## COMPITO
Secondo il testo da leggere, in che giorno è stata presentata l'interrogazione a risposta scritta 4-15092?

━━━━━ TESTO DA LEGGERE

SOLLECITO IL 04/06/2012

SOLLECITO IL 02/08/2012

MODIFICATO PER MINISTRO DELEGATO IL 05/10/2012

SOLLECITO IL 06/11/2012

SOLLECITO IL 06/12/2012

RISPOSTA PUBBLICATA IL 11/12/2012

CONCLUSO IL 11/12/2012

Atto Camera

Interrogazione a risposta scritta 4-15092
presentata da
ERMETE REALACCI
venerdì 24 febbraio 2012, seduta n.592

REALACCI. -
Al Ministro dell'ambiente e della tutela del territorio e del mare, al Ministro della difesa, al Ministro della salute.

━━━━━━━━━━
━━━━━ ELENCO DATI

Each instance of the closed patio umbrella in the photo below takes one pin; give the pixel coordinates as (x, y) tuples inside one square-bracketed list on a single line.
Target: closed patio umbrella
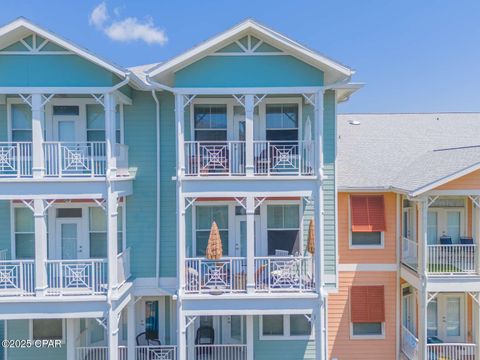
[(311, 237), (214, 246)]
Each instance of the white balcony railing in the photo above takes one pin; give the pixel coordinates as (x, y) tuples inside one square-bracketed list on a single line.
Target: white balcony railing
[(221, 352), (17, 278), (123, 266), (160, 352), (15, 159), (451, 259), (67, 159), (409, 253), (207, 276), (452, 351), (409, 344), (286, 273), (284, 157), (99, 353), (214, 158), (77, 277)]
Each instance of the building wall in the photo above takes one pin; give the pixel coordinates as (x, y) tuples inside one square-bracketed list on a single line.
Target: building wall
[(340, 344)]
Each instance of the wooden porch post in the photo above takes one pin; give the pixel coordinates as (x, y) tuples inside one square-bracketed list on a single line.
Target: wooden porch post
[(38, 128), (41, 248), (249, 151)]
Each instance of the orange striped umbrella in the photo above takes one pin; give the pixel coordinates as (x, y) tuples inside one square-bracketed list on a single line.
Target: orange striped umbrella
[(214, 246)]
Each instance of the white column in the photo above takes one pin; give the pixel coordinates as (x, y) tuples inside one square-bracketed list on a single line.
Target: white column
[(110, 133), (249, 109), (131, 342), (112, 236), (181, 332), (422, 323), (38, 128), (250, 204), (41, 248), (112, 329), (180, 131), (250, 340), (70, 324)]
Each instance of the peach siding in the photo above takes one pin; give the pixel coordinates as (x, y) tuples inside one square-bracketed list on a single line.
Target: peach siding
[(387, 255), (466, 182), (340, 346)]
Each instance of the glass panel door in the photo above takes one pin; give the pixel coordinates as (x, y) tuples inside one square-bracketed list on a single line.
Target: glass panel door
[(432, 228)]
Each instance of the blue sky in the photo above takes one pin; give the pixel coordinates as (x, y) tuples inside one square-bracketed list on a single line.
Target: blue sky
[(414, 56)]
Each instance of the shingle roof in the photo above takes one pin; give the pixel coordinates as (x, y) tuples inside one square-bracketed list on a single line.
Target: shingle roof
[(402, 150)]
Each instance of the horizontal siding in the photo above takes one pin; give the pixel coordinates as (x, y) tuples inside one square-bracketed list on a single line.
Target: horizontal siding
[(340, 345)]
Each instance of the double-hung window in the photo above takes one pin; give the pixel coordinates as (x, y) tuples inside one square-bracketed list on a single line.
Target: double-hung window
[(282, 122), (210, 122), (367, 311), (367, 220), (205, 216), (283, 228)]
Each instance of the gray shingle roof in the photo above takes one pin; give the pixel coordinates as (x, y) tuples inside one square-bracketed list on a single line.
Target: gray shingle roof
[(401, 150)]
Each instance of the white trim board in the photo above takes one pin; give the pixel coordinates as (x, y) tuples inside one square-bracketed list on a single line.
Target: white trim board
[(367, 267)]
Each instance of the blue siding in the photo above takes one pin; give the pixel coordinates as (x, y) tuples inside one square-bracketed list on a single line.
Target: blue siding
[(242, 71), (281, 349), (19, 330), (52, 70)]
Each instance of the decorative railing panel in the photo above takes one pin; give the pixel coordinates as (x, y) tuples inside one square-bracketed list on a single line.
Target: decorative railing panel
[(451, 259), (409, 344), (451, 351), (286, 273), (283, 157), (214, 158), (161, 352), (17, 278), (221, 352), (211, 276), (74, 277), (15, 159), (67, 159)]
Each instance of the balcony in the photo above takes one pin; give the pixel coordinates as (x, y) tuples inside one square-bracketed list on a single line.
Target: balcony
[(228, 158), (229, 275), (61, 159), (64, 277)]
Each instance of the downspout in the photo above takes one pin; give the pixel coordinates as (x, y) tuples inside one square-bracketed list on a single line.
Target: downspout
[(157, 257)]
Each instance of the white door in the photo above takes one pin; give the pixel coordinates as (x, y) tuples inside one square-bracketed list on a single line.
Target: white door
[(240, 246), (233, 329), (69, 239), (449, 317)]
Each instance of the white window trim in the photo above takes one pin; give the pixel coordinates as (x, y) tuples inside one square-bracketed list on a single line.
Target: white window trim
[(361, 247), (367, 337), (30, 329), (286, 330)]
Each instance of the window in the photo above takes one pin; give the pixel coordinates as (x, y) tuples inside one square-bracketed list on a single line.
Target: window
[(367, 311), (95, 123), (210, 122), (278, 327), (21, 122), (283, 228), (24, 233), (368, 220), (282, 121), (98, 232), (47, 329), (205, 215)]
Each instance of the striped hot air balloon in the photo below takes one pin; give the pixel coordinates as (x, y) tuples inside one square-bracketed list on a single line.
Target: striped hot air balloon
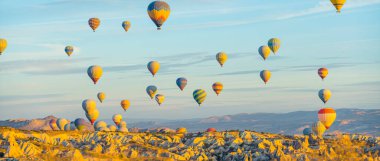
[(322, 72), (217, 87), (199, 96), (159, 12), (274, 44), (327, 116), (181, 83), (94, 23)]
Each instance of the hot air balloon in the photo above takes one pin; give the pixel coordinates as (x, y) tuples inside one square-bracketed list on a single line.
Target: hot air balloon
[(324, 95), (264, 51), (92, 116), (101, 96), (61, 122), (181, 83), (160, 99), (89, 105), (199, 96), (80, 124), (69, 50), (158, 11), (126, 25), (3, 45), (125, 104), (94, 23), (117, 118), (95, 72), (322, 72), (318, 128), (327, 116), (151, 90), (307, 131), (265, 75), (217, 87), (221, 57), (338, 4), (53, 124), (153, 67), (274, 44)]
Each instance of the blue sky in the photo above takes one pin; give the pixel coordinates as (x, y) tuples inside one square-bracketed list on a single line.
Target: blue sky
[(38, 79)]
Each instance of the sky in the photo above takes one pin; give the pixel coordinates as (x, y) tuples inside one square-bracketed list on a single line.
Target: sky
[(38, 79)]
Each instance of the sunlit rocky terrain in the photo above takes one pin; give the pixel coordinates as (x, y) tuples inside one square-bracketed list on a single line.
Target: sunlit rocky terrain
[(226, 145)]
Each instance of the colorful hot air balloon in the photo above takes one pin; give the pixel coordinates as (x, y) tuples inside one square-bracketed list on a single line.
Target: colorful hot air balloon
[(318, 128), (338, 4), (324, 95), (3, 45), (94, 23), (95, 72), (92, 116), (53, 124), (264, 51), (327, 116), (153, 67), (80, 124), (61, 122), (89, 105), (199, 96), (126, 25), (265, 75), (69, 50), (151, 90), (274, 44), (159, 12), (101, 96), (181, 83), (221, 57), (322, 72), (117, 118), (125, 104), (217, 87), (160, 99)]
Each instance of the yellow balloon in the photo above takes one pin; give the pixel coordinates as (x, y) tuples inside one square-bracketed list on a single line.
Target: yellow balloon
[(95, 72), (101, 96), (125, 104), (153, 67), (221, 57), (3, 45), (338, 4)]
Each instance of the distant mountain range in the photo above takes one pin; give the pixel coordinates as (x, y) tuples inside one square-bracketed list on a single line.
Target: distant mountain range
[(363, 121)]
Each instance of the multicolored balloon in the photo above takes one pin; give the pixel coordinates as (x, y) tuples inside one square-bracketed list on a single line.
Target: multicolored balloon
[(221, 57), (265, 75), (181, 83), (69, 50), (3, 45), (153, 67), (94, 23), (322, 72), (217, 87), (160, 99), (199, 96), (338, 4), (151, 90), (324, 95), (95, 72), (264, 51), (159, 12), (274, 44), (327, 116), (125, 104), (126, 25), (101, 96)]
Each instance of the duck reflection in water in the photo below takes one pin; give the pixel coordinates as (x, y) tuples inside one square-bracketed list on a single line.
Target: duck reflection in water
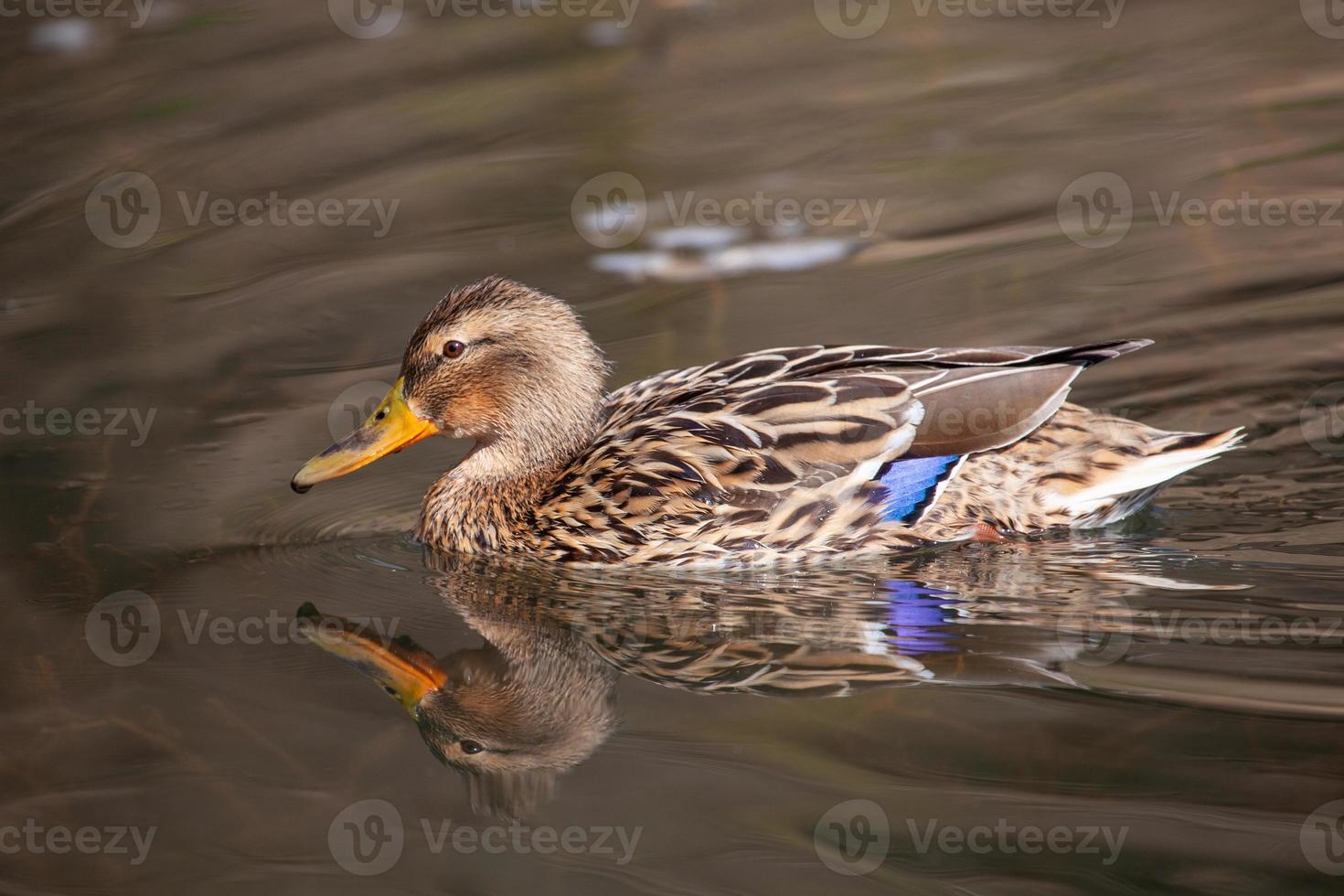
[(538, 696)]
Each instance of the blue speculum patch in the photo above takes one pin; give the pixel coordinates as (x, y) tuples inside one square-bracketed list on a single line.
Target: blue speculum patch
[(910, 484)]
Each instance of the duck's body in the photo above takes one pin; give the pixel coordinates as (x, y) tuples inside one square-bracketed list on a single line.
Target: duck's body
[(778, 455)]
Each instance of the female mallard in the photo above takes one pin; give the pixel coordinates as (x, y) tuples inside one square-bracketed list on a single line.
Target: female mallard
[(784, 454)]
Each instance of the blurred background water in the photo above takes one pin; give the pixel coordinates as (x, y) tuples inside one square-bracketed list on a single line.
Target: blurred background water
[(699, 177)]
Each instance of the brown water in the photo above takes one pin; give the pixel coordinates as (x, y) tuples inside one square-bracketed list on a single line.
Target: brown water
[(1175, 684)]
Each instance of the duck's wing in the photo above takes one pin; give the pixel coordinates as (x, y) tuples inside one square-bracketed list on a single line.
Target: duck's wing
[(781, 450)]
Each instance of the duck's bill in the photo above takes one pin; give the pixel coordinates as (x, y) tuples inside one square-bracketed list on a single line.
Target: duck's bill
[(400, 667), (390, 427)]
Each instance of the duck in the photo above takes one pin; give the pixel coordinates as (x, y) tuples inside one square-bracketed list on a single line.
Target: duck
[(778, 455)]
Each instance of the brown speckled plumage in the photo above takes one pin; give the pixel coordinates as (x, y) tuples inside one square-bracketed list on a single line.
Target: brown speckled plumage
[(773, 455)]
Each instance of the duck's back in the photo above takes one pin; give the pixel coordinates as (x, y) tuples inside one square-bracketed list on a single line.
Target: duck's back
[(801, 453)]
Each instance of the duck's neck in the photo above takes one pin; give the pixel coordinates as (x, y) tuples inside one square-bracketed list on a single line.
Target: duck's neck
[(485, 504)]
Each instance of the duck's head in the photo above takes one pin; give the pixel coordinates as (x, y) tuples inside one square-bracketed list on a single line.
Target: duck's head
[(495, 361)]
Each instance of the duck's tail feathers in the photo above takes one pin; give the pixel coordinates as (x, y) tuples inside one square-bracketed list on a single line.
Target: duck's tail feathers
[(1132, 485)]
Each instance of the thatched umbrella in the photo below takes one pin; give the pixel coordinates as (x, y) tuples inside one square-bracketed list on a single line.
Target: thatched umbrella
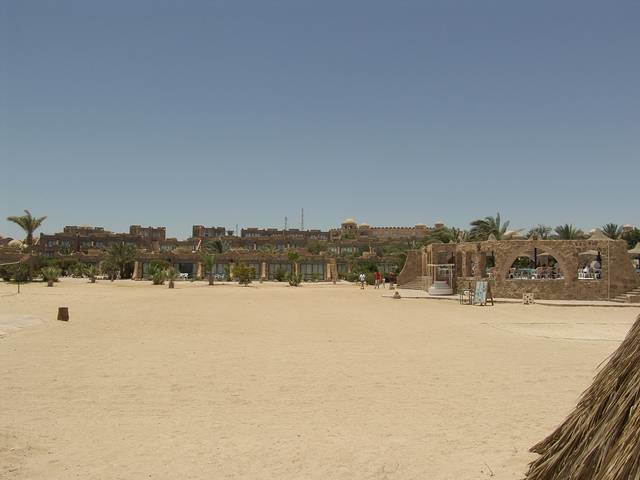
[(599, 439)]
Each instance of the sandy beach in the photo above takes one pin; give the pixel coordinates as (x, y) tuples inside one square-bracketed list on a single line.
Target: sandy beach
[(274, 382)]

━━━━━━━━━━

## RISULTATO
Venerdì 24 febbraio 2012, nella seduta n. 592.